Read the data and repeat it in full, exactly.

Supplied data:
=======

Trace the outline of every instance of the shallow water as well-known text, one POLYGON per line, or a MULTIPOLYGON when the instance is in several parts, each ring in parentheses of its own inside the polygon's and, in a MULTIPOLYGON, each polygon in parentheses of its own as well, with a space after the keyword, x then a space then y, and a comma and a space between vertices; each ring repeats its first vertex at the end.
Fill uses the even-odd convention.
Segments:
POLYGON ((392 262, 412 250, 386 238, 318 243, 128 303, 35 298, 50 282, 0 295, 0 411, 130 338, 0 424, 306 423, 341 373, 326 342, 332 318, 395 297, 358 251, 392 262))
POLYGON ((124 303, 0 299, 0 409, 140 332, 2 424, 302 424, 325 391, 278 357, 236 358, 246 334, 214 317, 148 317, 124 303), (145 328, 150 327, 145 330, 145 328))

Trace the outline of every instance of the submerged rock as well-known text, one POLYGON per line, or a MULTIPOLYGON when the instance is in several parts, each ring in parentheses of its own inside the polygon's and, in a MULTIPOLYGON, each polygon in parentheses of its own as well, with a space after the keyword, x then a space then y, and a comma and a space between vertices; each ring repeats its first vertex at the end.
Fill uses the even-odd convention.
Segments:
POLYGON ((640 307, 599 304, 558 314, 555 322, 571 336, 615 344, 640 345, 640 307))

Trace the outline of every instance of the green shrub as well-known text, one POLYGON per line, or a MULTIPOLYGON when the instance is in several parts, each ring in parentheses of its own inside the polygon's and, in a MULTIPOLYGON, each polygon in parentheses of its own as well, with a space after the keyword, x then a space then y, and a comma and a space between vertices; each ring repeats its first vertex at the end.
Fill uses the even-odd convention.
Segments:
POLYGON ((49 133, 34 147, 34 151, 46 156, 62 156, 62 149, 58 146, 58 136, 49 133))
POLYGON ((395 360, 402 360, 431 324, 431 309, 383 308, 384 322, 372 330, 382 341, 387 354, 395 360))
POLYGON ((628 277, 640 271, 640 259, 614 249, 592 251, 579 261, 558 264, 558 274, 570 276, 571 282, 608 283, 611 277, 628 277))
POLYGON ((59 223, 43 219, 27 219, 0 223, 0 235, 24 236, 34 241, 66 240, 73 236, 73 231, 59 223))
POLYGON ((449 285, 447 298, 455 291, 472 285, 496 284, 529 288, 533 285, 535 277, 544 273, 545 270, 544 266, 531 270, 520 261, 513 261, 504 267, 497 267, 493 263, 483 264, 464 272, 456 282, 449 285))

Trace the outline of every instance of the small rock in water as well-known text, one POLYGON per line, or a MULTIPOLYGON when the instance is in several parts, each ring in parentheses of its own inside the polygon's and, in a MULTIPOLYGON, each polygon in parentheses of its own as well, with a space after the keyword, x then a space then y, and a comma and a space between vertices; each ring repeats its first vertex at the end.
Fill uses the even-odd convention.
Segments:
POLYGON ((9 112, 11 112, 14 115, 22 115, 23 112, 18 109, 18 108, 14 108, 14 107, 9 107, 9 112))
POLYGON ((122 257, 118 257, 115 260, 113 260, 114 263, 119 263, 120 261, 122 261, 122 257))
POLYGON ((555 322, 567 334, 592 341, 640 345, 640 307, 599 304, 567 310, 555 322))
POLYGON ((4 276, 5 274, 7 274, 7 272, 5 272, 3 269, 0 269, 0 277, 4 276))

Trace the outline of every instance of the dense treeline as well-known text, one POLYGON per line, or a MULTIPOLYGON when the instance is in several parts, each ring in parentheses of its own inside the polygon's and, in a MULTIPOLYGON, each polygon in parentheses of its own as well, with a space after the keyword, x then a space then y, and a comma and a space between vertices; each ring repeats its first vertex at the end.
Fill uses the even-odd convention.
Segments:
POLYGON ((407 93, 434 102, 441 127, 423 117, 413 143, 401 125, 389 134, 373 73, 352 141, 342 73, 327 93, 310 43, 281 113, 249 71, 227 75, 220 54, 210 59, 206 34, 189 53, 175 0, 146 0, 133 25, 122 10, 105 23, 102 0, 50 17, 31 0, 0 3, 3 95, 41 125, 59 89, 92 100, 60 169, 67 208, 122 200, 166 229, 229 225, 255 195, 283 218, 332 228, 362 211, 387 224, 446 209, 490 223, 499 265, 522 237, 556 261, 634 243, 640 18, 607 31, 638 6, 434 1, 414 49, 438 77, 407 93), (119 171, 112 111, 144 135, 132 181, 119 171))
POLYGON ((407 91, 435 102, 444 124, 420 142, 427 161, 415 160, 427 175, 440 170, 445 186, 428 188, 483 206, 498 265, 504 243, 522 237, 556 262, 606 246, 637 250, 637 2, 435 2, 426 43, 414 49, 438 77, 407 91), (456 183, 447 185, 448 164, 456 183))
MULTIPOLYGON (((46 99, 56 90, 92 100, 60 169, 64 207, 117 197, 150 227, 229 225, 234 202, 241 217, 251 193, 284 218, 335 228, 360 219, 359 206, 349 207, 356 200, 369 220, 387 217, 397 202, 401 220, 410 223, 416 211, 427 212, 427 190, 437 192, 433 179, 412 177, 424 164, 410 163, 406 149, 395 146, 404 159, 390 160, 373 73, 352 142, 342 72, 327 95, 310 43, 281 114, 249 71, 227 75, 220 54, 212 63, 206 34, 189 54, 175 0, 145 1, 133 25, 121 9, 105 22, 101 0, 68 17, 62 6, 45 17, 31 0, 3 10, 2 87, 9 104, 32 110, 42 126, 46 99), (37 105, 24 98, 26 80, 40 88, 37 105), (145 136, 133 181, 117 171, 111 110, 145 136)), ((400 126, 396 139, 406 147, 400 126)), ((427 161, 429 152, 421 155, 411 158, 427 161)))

=======

Answer section:
Trace the outline of every instance of the shallow water as well-known text, one POLYGON per line, or a MULTIPOLYGON when the instance is in several parts, each ring in parentheses of its own inside the polygon's and, in a MULTIPOLYGON, each polygon in parentheses of its own as well, with a space after the keyword, x then a space then y, and a comma and a space between vertices; each ring repeats its first vertex at the end.
Fill uses the even-odd convention.
Segments:
POLYGON ((392 262, 412 250, 386 238, 318 243, 128 303, 35 298, 50 282, 0 295, 0 411, 130 338, 0 424, 306 423, 341 373, 326 342, 332 318, 395 297, 358 251, 392 262))
POLYGON ((124 303, 0 299, 0 409, 140 332, 2 424, 302 424, 325 391, 278 357, 236 358, 246 334, 214 317, 148 317, 124 303), (145 328, 150 327, 145 330, 145 328))

Trace the outline of every instance of the submerged rock as well-known text, one POLYGON per line, or a MULTIPOLYGON when the instance is in several parts, each ring in parentheses of its own inside the polygon's and, in a MULTIPOLYGON, each polygon in parentheses of its own as well, with a space after the keyword, x then a space then y, and a comma and a space between vertices; each ring repeats its first vertex at the end.
Fill uses the even-odd convention.
Segments:
POLYGON ((640 307, 599 304, 558 314, 555 322, 571 336, 615 344, 640 345, 640 307))

Trace the outline of every instance of the green shrub as well-known text, one POLYGON per line, or a MULTIPOLYGON when the instance is in several parts, each ring in parentheses of its own inside the polygon's and, in a MULTIPOLYGON, each polygon in parentheses of its own as well, with a space after the keyword, x then a space then y, and a comma and a space between vertices; each ring repeats its first vertex at the end.
Fill uses the even-odd convention.
Segments:
POLYGON ((49 133, 34 147, 34 151, 46 156, 62 156, 62 149, 58 146, 58 136, 49 133))
POLYGON ((395 360, 402 360, 431 324, 431 309, 383 308, 384 322, 372 330, 382 341, 387 354, 395 360))
POLYGON ((628 277, 640 271, 640 259, 614 249, 592 251, 579 261, 558 264, 558 274, 570 276, 571 282, 608 283, 611 277, 628 277))
POLYGON ((59 223, 43 219, 27 219, 0 223, 0 235, 24 236, 34 241, 66 240, 73 236, 73 231, 59 223))
POLYGON ((449 285, 447 298, 455 291, 472 285, 496 284, 529 288, 533 285, 535 277, 544 273, 545 270, 544 266, 531 270, 520 261, 513 261, 504 267, 497 267, 493 263, 483 264, 464 272, 456 282, 449 285))

Trace the outline of every instance of the small rock in water as well-known text, one POLYGON per line, or a MULTIPOLYGON when the instance is in several parts, each ring in parentheses of its own inside the polygon's and, in a MULTIPOLYGON, each polygon in parentheses of its own as well, with a space after the keyword, x then a space then y, and a comma and a space between vertices; each ring repeats its first vertex at the end.
Fill uses the even-odd convention.
Segments:
POLYGON ((9 112, 11 112, 14 115, 22 115, 23 112, 18 109, 18 108, 14 108, 14 107, 9 107, 9 112))
POLYGON ((122 257, 118 257, 115 260, 113 260, 114 263, 119 263, 120 261, 122 261, 122 257))
POLYGON ((555 322, 567 334, 592 341, 640 345, 640 307, 599 304, 567 310, 555 322))
POLYGON ((4 276, 5 274, 7 274, 7 272, 5 272, 3 269, 0 269, 0 277, 4 276))

Trace the outline of every instance of the dense treeline as well-known text, one POLYGON per line, or a MULTIPOLYGON when the instance is in several parts, each ring in parentheses of its own inside the polygon's and, in a MULTIPOLYGON, each polygon in parentheses of its own as well, with a space after the keyword, x then a space then y, and a comma and a space between vertices; each ring repeats its first vertex at the end.
Fill uses the even-odd convention.
Segments:
POLYGON ((407 93, 434 102, 441 127, 423 117, 413 143, 401 125, 389 134, 373 73, 352 141, 342 73, 327 93, 310 43, 281 113, 249 71, 227 75, 220 54, 210 59, 206 34, 189 53, 175 0, 146 0, 133 25, 122 10, 105 23, 102 0, 50 17, 31 0, 0 3, 3 95, 41 125, 59 89, 92 100, 60 169, 67 208, 122 200, 166 229, 229 225, 255 195, 283 218, 332 228, 362 211, 387 224, 446 209, 490 223, 499 265, 522 237, 556 261, 634 243, 640 18, 607 31, 638 6, 434 1, 414 49, 438 77, 407 93), (119 171, 112 111, 144 135, 132 181, 119 171))
POLYGON ((407 91, 435 102, 444 124, 420 142, 427 161, 415 160, 427 175, 440 170, 445 186, 428 188, 483 206, 498 265, 504 243, 522 237, 556 262, 606 246, 637 250, 637 2, 435 2, 426 43, 414 49, 438 77, 407 91), (456 183, 447 185, 448 164, 456 183))
MULTIPOLYGON (((46 99, 56 90, 92 100, 60 169, 64 207, 117 197, 150 227, 229 225, 234 202, 241 217, 251 193, 284 218, 335 228, 360 219, 359 206, 349 207, 356 200, 369 220, 387 217, 397 202, 401 220, 410 223, 416 211, 427 212, 427 190, 437 192, 433 179, 412 177, 424 164, 410 163, 406 149, 395 146, 404 159, 390 160, 373 73, 352 142, 342 72, 327 95, 310 43, 281 114, 249 71, 227 75, 220 54, 212 63, 206 34, 189 54, 175 0, 145 1, 133 25, 121 9, 105 22, 101 0, 68 17, 62 6, 45 17, 31 0, 3 10, 2 87, 9 104, 32 110, 42 126, 46 99), (37 105, 24 98, 26 80, 40 88, 37 105), (145 136, 133 181, 117 171, 111 110, 145 136)), ((400 126, 396 139, 406 147, 400 126)), ((427 161, 429 152, 421 155, 411 158, 427 161)))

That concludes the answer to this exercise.